## TEXT PASSAGE
################

The Tampa Clean Coal Technology Project is one of two demonstrations of advanced integrated gasification combined cycle (IGCC) technology in the United States. It was selected by the U.S. Department of Energy (DOE) in December of 1989 as a Round III Demonstration Project for the Clean Coal Technology (CCT) Program. Construction began in October of 1994 in Polk County, Florida, followed by operational startup in September of 1996. The project ran for four years as a demonstration, and continues to operate as a power production facility for Tampa Electric Company (TEC).
The demonstration unit is designated Unit 1 of the Polk Power Plant. The plant is located on a 4,300-acre site, 45-miles southeast of Tampa and 17-miles south of Lakeland. The land was previously used for phosphate mining. TEC redeveloped and reclaimed the site in the predominantly rural area for this project. Roughly one-third of the site houses the power generation facilities, and another 850 acres is devoted to a cooling pond, with the rest converted to wetland habitat and fishing lakes overseen by the Florida Fish and Game Commission. All makeup water for the power plant is supplied from on-site wells and all process water is recycled.

################

## DATA SHOWN
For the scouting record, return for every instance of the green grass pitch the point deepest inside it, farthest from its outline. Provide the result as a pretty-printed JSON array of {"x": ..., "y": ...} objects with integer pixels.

################

## WHAT IS BEING ASKED
Extend the text about the Tampa Clean Coal Technology Project, starting after its final sentence. The material is separate from the text about the Tampa Clean Coal Technology Project.

## SOLVED EXERCISE
Coal was originally supplied to the site via truck from TEC's transloading facility in Apollo Beach, Florida. Illinois No. 6, Pittsburgh No. 8, Kentucky No. 9, and Kentucky No. 11 were among the coals tested in the IGCC facility, all of which are bituminous coals ranging from 2.5 to 3.5% sulfur.
The plant uses GE Energy's (formerly owned by Texaco) commercially available, entrained-flow, oxygen-blown gasifier to produce syngas from coal which feeds a combined-cycle turbine system to produce electricity. Each day 2,200 tons of coal are first ground, combined with recycled and makeup process water to form a slurry, then partially oxidized in the gasifiers with 95%-pure oxygen supplied by an air separation unit. The gasifiers produce a high temperature and pressure, medium-Btu synthesis gas which has a heat content of 267 Btu per standard cubic foot. Most—95%—of the carbon contained in the coal is converted on a mass basis. Molten ash collects in the bottom of the gasifier before solidifying in a water-filled sump. The non-leaching slag is sold for use as construction material.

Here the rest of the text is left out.